Lomé et sa banlieue sous l’eau

Dans la banlieue est de la capitale, le quartier de Kagnikopé est sous 50 cm d'eau. 

		(Photo : Guy Mario/ RFI)
Dans la banlieue est de la capitale, le quartier de Kagnikopé est sous 50 cm d'eau.
(Photo : Guy Mario/ RFI)
Lomé et ses banlieues ont les pieds dans l’eau depuis plus d’un mois. Des pluies quotidiennes s’abattent sur le sud du pays, au point de transformer certains quartiers de Lomé et ses environs en cités lacustres et rendant la circulation difficile en ces endroits.

De notre correspondant à Lomé.

Les élèves des quartiers environnants de Lomé, notamment Kagnikopé et Adamavo sont à la maison depuis quelques jours. Leurs écoles sont englouties par l’eau. Ailleurs les populations ont été délogées de leurs maisons par la masse des précipitations. Et pour mettre le nez dehors et s’approvisionner en vivres, les seuls moyens de déplacement de ces populations restent les barques et les pousse-pousse utilisés jadis pour le transports des marchandises dans les marchés. Les jeunes qui s’adonnent à cette activité avouent que c’est pour rendre servir même si quotidiennement ils gagnent entre 7 000 et 10 000 francs CFA (11 et 15 euros). Le Centre de santé de Kagnikopé et les points d’eau potable ont disparu sous l’eau obligeant les populations de s’abreuver avec les eaux de ruissellement.

Dans les quartiers d’Akodessewa et de Zoro Bar, jouxtant la zone portuaire de Lomé, le décor est tout aussi sinistre. « Nous sommes obligés d’être portés au dos pour sortir de chez nous. Cette situation dure depuis des années et nos autorités ne font rien pour endiguer cette marre qui se forme à Zoro Bar à chaque fois qu’il pleut abondamment », se plaint Jérôme, mécanicien dont l’atelier est englouti par l’eau. En tout cas, la ministre des Affaires sociales était dans ces localités sinistrées pour apporter le soutien moral du gouvernement et distribuer quelques vivres aux populations sans abris. « Mais elle n’est pas allée vers les populations vraiment sinistrées. », rétorque un habitant.

« Ça ne nous honore pas »

> [Court exercice]:
Citez fidèlement l'article sur les inondations à Lomé, depuis « Dans les quartiers » jusqu'à « rétorque un habitant. » inclus. Les enregistrements qui suivent proviennent d'une source distincte de l'article.

> [Enregistrements fournis]:
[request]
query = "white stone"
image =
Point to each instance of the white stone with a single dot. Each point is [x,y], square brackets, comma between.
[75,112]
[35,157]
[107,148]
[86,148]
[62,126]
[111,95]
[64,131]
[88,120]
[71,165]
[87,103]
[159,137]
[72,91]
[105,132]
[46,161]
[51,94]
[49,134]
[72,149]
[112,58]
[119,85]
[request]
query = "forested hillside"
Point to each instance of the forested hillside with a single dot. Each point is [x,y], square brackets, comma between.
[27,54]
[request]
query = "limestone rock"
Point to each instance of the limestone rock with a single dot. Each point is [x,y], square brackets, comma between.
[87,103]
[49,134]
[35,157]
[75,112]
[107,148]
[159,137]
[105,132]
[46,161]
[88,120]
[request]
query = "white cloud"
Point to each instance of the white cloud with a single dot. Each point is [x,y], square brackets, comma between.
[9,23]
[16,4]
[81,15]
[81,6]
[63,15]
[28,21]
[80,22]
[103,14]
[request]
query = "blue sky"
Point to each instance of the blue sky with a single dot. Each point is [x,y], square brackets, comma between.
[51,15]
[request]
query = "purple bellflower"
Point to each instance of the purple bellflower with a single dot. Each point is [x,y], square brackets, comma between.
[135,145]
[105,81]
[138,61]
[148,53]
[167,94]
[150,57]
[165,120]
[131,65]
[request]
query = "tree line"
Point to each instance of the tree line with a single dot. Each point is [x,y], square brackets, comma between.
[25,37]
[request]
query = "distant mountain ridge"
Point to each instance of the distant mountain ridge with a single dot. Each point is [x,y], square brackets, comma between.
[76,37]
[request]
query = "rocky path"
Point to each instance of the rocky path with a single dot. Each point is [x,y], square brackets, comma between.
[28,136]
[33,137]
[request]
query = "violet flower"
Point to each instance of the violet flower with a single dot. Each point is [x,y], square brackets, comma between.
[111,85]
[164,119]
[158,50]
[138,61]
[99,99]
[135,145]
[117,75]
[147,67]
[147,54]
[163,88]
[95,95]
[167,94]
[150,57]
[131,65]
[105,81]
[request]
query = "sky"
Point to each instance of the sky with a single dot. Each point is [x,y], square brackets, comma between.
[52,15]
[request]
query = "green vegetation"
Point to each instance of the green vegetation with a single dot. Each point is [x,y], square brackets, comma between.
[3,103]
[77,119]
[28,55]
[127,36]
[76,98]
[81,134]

> [Solution proposée]:
Dans les quartiers d’Akodessewa et de Zoro Bar, jouxtant la zone portuaire de Lomé, le décor est tout aussi sinistre. « Nous sommes obligés d’être portés au dos pour sortir de chez nous. Cette situation dure depuis des années et nos autorités ne font rien pour endiguer cette marre qui se forme à Zoro Bar à chaque fois qu’il pleut abondamment », se plaint Jérôme, mécanicien dont l’atelier est englouti par l’eau. En tout cas, la ministre des Affaires sociales était dans ces localités sinistrées pour apporter le soutien moral du gouvernement et distribuer quelques vivres aux populations sans abris. « Mais elle n’est pas allée vers les populations vraiment sinistrées. », rétorque un habitant.